» **WHAT YOU NEED TO DO**:
[1] Answer these questions using the post about the ESCONI spinner and Juniors sales area.
(a) What did a spin at the ESCONI spinner cost?
(b) Who could buy from the ESCONI Juniors sales tables?
(c) What other name is muscovite sometimes called?
[2] According to the post about the ESCONI spinner and Juniors sales area, what kinds of specimen could each spin of the ESCONI spinner win? List them all.
[3] Carry the post about the ESCONI spinner and Juniors sales area forward from its last sentence.

» **SOURCE**:
□ □ □

Nature and Science Programs at Wonder Works

ESCONI Juniors — Spinner and Junior Sales Area
March 4, 2016, 5:30 am
Filed under: ESCONI, Rock Hunters

We used many of the same rock, mineral, and fossil specimens for both the ESCONI spinner and Juniors sales area.

For a quarter a spin (or five spins for a dollar), children could take their chances with the ESCONI spinner. Each spin won at least one mineral, rock, fossil, or shell specimen:


The ESCONI Juniors sales tables included inexpensive rocks, minerals, fossils, and shells that were sold only to children and their teachers. The next photo includes examples of the specimens we had for sale.  If you click on the photo, you can see a much larger version of it, with better looks at the specimens and their labels:


For more photos of the Juniors sales tables, scroll down to the bottom of this page. If you click to enlarge those photos, you may be able to identify specimens that you bought at the ESCONI Juniors booth.

The next few photos identify some of these more common specimens available at the spinner and sales tables. For each type of specimen we give as much information as we have about it. Because some donors did not provide much information about their specimens (or that information was misplaced during storage), we sometimes don’t know where specimens were found or, for fossils, how old they are.


Peeled Sheets of Muscovite Mica

Muscovite is one of several types of the mineral, mica. It is sometimes called white mica. One of the amazing features of this mineral is that thin, flexible, transparent sheets of mica can be peeled off the thicker crystals. The peeled sheets of muscovite shown in the following photo were one of the specimens you could win at the ESCONI spinner:


To learn more about Muscovite Mica, click here or click here.

□ □ □

» **MATERIAL SHOWN**:
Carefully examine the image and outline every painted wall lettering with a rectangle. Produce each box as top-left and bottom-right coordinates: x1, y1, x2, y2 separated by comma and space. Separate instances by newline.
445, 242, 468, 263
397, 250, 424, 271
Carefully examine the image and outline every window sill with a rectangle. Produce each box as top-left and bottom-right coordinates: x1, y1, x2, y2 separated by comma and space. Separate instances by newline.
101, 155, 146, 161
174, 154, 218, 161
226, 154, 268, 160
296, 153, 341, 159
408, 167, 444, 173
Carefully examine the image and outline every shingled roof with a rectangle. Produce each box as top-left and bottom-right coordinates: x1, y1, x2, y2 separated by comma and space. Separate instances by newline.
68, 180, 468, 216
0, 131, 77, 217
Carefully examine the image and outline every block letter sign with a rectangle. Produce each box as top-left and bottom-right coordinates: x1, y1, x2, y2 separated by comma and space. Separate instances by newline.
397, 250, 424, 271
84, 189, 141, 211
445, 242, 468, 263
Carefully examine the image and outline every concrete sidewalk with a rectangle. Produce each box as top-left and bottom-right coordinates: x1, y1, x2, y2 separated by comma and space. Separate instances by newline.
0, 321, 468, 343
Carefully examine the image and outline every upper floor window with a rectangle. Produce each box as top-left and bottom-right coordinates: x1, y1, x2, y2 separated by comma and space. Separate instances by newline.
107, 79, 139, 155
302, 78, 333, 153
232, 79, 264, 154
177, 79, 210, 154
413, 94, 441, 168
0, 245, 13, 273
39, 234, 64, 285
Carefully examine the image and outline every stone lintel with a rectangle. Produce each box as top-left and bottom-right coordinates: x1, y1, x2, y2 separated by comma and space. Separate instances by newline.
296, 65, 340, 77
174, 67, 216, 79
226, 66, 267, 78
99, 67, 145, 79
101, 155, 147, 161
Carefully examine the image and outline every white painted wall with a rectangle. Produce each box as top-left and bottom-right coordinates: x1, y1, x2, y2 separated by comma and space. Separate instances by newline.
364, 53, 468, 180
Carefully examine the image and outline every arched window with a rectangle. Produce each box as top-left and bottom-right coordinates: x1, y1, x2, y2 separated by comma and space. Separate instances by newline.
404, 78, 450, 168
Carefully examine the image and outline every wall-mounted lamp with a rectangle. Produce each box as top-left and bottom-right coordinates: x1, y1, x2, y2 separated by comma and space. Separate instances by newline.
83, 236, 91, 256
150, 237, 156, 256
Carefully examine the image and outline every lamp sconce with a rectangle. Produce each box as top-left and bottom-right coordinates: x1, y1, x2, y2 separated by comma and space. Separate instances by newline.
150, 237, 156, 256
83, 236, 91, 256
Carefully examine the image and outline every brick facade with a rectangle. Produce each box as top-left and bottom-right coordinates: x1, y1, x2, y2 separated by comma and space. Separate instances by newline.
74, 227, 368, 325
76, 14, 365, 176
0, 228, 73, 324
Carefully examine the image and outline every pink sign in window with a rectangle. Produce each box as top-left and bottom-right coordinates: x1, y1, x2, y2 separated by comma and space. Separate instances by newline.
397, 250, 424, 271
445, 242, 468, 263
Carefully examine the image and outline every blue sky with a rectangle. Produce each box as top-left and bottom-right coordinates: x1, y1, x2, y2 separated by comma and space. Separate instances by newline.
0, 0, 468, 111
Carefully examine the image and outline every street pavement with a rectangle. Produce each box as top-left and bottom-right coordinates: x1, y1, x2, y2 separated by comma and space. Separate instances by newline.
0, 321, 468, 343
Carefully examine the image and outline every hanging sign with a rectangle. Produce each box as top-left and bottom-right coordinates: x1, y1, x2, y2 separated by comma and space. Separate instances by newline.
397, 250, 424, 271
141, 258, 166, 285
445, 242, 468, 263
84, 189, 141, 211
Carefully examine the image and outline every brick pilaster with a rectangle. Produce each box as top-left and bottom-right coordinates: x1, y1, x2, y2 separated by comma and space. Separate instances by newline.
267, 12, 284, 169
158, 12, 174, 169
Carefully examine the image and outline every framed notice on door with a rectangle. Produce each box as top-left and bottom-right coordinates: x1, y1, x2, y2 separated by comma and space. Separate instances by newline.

□ □ □

» **OUTPUTS FOR THE TASKS**:
[1]
(a) A quarter a spin, or five spins for a dollar.
(b) Only children and their teachers.
(c) White mica.

[2] Mineral, rock, fossil, shell

[3]
Quartz Crystals

There were several sizes of quartz crystals available at the spinner and sales tables. Here are examples of the smallest and clearest crystals, which were a couple of centimeters long:


You can find quartz crystals like these in places like Hot Springs, Arkansas. To learn more about the mineral, quartz, click here. To learn more about the quartz crystals found in the Hot Springs, Arkansas, area, click here.

Copper Ore

The greenish and bluish coloring on the rocks in this photo are different minerals that contain the element, copper:


The rocks in the photo came from a copper mine, possibly in Arizona or Nevada. Because the rocks are rich in copper mineral, they can be used as an ore of copper. To learn more about copper ore and copper minerals, click here or click here.



Young collectors could win several types of polished rocks at the ESCONI spinner, or buy them at the sales table. (These polished rocks had all been run through rock tumblers to make them rounded and polished, so they were super smooth. To learn more about tumbling rocks, click here or click here.)

Here are two types of polished rocks that we had available this year.

Polished Beach Pebbles

These included common types of rocks; like granite and limestone, that can be found on Lake Michigan beaches. Here are some examples (mostly varieties of granite):


Polished Agates

Agate is a color-banded variety of quartz. (The crystals in agate are so small that it’s hard to see them even with a microscope.) Some of the agates at the Juniors table were collected on the shores of the Great Lakes (especially Lake Superior), but others came from the western United States, or other countries. Here are some examples:


To learn more about agates, click here. To learn more about Lake  Superior Agates, click here or click here.



If you click on the photos below, you can enlarge them and perhaps identify specimens that you bought at the Juniors booth (or won at the spinner). The first two photos are mostly fossils, and the last photo is mostly rocks and minerals.

After looking at the photos, if you still cannot identify something you obtained at the ESCONI Juniors booth, email me a photo of the specimen, and I’ll see if I can tell you what it is. (I’m Eric Gyllenhaal at )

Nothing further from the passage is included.